- Goal
Report how many lines of the listing below contain the string "coot". Answer with the number alone.

-- BEGIN Stored records --

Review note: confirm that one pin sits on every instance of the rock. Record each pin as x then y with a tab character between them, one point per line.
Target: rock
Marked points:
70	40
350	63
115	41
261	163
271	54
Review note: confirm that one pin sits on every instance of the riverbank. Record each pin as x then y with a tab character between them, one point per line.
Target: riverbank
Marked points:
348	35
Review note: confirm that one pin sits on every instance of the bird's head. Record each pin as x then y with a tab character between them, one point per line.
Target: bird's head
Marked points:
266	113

-- END Stored records --
-- BEGIN Stored records --

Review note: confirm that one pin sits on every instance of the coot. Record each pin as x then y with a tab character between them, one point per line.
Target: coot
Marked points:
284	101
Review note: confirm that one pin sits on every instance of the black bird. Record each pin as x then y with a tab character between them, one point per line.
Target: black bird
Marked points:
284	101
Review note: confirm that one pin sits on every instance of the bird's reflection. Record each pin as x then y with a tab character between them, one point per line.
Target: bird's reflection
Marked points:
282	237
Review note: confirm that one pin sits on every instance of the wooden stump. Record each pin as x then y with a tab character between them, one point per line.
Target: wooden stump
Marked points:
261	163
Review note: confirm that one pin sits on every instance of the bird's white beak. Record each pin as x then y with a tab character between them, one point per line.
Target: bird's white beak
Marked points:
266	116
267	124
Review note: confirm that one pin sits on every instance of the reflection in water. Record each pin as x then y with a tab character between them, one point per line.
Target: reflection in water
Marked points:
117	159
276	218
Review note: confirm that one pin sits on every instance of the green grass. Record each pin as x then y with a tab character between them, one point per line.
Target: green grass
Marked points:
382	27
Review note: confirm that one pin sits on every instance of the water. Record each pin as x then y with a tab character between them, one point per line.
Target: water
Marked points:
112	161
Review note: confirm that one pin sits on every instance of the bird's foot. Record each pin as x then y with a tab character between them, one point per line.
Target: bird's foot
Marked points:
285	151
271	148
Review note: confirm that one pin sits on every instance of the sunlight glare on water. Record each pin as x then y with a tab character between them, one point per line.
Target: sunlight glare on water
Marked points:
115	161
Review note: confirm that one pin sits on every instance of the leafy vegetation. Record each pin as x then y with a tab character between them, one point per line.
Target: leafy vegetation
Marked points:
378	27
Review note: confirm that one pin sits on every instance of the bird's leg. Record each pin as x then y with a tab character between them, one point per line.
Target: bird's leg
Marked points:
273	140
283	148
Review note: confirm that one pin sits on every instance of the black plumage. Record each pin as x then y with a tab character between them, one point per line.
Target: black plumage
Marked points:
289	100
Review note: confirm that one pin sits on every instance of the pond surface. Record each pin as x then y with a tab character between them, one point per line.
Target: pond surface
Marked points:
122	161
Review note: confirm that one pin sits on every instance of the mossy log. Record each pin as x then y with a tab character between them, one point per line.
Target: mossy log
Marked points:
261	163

-- END Stored records --

- The output
2